Your job is to retype the whole listing exactly.

————

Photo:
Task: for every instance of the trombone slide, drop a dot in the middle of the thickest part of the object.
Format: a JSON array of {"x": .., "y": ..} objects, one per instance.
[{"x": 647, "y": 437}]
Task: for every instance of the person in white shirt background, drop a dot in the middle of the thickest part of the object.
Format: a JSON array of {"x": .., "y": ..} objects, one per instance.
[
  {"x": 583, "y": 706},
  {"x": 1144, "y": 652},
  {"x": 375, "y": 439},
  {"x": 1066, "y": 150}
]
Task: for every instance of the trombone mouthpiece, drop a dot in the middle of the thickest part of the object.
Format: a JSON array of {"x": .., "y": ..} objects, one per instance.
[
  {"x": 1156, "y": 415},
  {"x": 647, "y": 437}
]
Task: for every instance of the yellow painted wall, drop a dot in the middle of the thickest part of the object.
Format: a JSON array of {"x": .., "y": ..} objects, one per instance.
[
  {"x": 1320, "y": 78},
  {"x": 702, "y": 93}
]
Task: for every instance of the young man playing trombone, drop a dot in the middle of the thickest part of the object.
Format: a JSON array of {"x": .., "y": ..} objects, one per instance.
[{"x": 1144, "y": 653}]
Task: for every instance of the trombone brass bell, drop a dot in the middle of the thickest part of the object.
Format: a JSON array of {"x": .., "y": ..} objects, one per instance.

————

YOUR SOLUTION ->
Photo:
Task: for every instance of the trombone slide, drop a dot in the middle of the thickest part of the object.
Format: a JSON array of {"x": .., "y": ..} objects, one per instance.
[{"x": 647, "y": 437}]
Task: for every instance of the person in white shirt background, drop a dot in the middle of the thickest part of the object.
Format: a JSON array of {"x": .., "y": ..} objects, one per instance.
[
  {"x": 583, "y": 706},
  {"x": 1144, "y": 652},
  {"x": 375, "y": 439},
  {"x": 1066, "y": 150}
]
Task: for every instance of the trombone mouthpiece, drop a dot in the middle of the thickest part of the object.
Format: a JSON array of {"x": .., "y": ..} objects, one per instance.
[
  {"x": 1156, "y": 415},
  {"x": 647, "y": 437}
]
Task: for every instance of the yellow painted wall, drop a dot in the middle of the thickest part of the object.
Format: a JSON array of {"x": .., "y": ..} objects, one per instance.
[
  {"x": 1320, "y": 78},
  {"x": 702, "y": 93}
]
Task: for every instance of the young man playing trombone, drop a dot in the middle of the thickest part of the object.
Format: a JSON array of {"x": .., "y": ..} objects, one per instance.
[{"x": 1144, "y": 653}]
Task: for every instance of the trombone brass bell, drop a dot in the middle of the thickest part of the object.
Format: a JSON array of {"x": .., "y": ..} objects, one per instance.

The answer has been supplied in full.